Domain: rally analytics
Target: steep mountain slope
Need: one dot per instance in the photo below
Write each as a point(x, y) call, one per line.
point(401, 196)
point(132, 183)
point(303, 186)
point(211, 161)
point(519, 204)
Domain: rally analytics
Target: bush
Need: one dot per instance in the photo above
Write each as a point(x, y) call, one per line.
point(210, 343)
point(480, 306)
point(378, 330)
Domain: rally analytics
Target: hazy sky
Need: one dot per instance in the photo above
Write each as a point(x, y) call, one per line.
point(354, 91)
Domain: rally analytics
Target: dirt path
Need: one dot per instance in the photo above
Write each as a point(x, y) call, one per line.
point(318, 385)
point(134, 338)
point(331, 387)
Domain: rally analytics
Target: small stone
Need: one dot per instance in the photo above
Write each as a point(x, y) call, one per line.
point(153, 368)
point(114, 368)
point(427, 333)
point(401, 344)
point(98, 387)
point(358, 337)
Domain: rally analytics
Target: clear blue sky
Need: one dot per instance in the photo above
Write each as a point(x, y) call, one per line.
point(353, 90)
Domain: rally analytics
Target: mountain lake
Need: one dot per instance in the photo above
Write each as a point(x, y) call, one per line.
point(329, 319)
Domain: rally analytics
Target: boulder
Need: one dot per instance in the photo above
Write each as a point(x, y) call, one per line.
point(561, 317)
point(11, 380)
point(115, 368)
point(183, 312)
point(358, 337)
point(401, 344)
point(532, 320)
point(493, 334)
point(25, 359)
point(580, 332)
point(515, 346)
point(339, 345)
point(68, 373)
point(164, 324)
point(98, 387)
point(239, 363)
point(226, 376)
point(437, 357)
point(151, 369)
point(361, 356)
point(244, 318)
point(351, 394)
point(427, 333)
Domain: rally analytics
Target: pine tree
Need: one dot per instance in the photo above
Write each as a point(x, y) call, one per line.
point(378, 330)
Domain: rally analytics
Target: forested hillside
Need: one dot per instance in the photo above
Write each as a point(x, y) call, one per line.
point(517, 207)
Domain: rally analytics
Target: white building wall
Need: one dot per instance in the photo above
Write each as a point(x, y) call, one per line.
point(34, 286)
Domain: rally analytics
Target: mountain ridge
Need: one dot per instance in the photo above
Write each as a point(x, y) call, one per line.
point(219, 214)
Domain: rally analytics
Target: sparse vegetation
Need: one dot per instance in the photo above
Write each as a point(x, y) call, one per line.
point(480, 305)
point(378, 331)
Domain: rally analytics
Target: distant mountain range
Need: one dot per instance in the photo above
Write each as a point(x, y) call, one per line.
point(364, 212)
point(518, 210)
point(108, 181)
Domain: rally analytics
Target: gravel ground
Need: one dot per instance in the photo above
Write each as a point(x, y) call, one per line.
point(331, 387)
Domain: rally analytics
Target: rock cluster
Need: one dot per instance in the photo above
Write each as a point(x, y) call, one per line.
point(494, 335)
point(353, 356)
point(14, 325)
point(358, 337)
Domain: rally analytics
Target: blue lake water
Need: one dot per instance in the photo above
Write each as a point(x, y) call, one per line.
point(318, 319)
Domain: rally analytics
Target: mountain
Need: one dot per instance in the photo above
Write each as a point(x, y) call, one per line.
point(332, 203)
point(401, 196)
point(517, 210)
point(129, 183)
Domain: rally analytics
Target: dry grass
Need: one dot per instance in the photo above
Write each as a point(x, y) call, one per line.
____________________
■ **ACTION ITEM**
Reproduce the whole listing verbatim.

■ **EXPECTED ANSWER**
Domain: rally analytics
Target: steep mountain slope
Need: one dot per instance in the photo below
Write each as a point(x, y) call, one per line.
point(401, 196)
point(132, 183)
point(303, 186)
point(211, 161)
point(519, 204)
Domain: rally analytics
Target: bush
Need: one dot per instance in the photo above
Write each as a point(x, y) call, one per line.
point(210, 343)
point(480, 306)
point(378, 330)
Domain: rally analytics
Target: hazy sky
Need: one dot per instance in the photo above
Write each as a point(x, y) call, one per line.
point(354, 91)
Domain: rally analytics
Target: dirt path
Need: one dot per instance in the photo above
Write each as a point(x, y) call, one per line.
point(318, 385)
point(134, 338)
point(331, 387)
Domain: rally analytics
Target: small stone
Need: one dot per instance in the photo above
Write each as a point(x, y) call, one per line.
point(153, 368)
point(114, 368)
point(427, 333)
point(401, 344)
point(98, 387)
point(358, 337)
Domain: rally analytics
Target: clear blue sky
Need: one dot per instance in the photo above
Write each as a point(x, y) call, one per line.
point(353, 90)
Domain: rally analytics
Target: mountain lake
Need: one dot per instance in the photo above
Write each as a point(x, y) call, one per line.
point(329, 319)
Domain: rally analytics
Target: boulder
Need: one dot per instance in the photo above
Write each as a point(x, y) call, one per line.
point(561, 317)
point(11, 380)
point(115, 368)
point(183, 312)
point(358, 337)
point(401, 344)
point(532, 320)
point(493, 334)
point(25, 359)
point(580, 332)
point(515, 346)
point(339, 345)
point(68, 373)
point(164, 324)
point(98, 387)
point(239, 363)
point(226, 376)
point(437, 357)
point(151, 369)
point(361, 356)
point(244, 318)
point(351, 394)
point(427, 333)
Domain: rally analytics
Target: pine tree
Need: one dot per instance in the photo above
Write each as a point(x, y) call, one per line.
point(378, 330)
Domain: rally analytics
Target: forested hillside
Need: one dot per instance in the photo above
Write each as a point(x, y) call, one per line.
point(517, 207)
Domain: rally analytics
Target: white building wall
Need: one dot per instance in the photo above
Write each as a point(x, y) call, one per line.
point(34, 286)
Domain: rally analytics
Target: mountain ridge
Need: one dot per instance in the photo above
Write each as a point(x, y) call, one per line.
point(219, 214)
Domain: rally analytics
Target: sparse vegetation
Need: one dot per instance in the photo above
Write each as a point(x, y) call, one per line.
point(480, 305)
point(378, 331)
Domain: rally analytics
Target: distant mountain range
Need: one dot per instance in the photo above
Write each as a point(x, y) call, one per line.
point(364, 212)
point(518, 210)
point(108, 181)
Domain: rally analytics
Target: gravel ground
Need: one dot per instance in the photo above
Write each as a point(x, y) call, one per line.
point(331, 387)
Domain: rally analytics
Target: rock cluster
Need: one dot per instance in the photo above
Write each as a point(x, y) call, one per line.
point(494, 335)
point(353, 356)
point(14, 325)
point(358, 337)
Domain: rally analytics
Target: blue lake water
Need: one dot per instance in the photo above
Write each as a point(x, y) call, one per line.
point(318, 319)
Domain: rally analytics
Target: mountain
Need: one dot per instance in the photo above
Write each as a point(x, y) call, one per line.
point(332, 203)
point(401, 196)
point(517, 210)
point(129, 183)
Domain: rally analytics
Target: dry grass
Need: one dot per instance in the photo above
Write each as a point(x, y) call, one per line.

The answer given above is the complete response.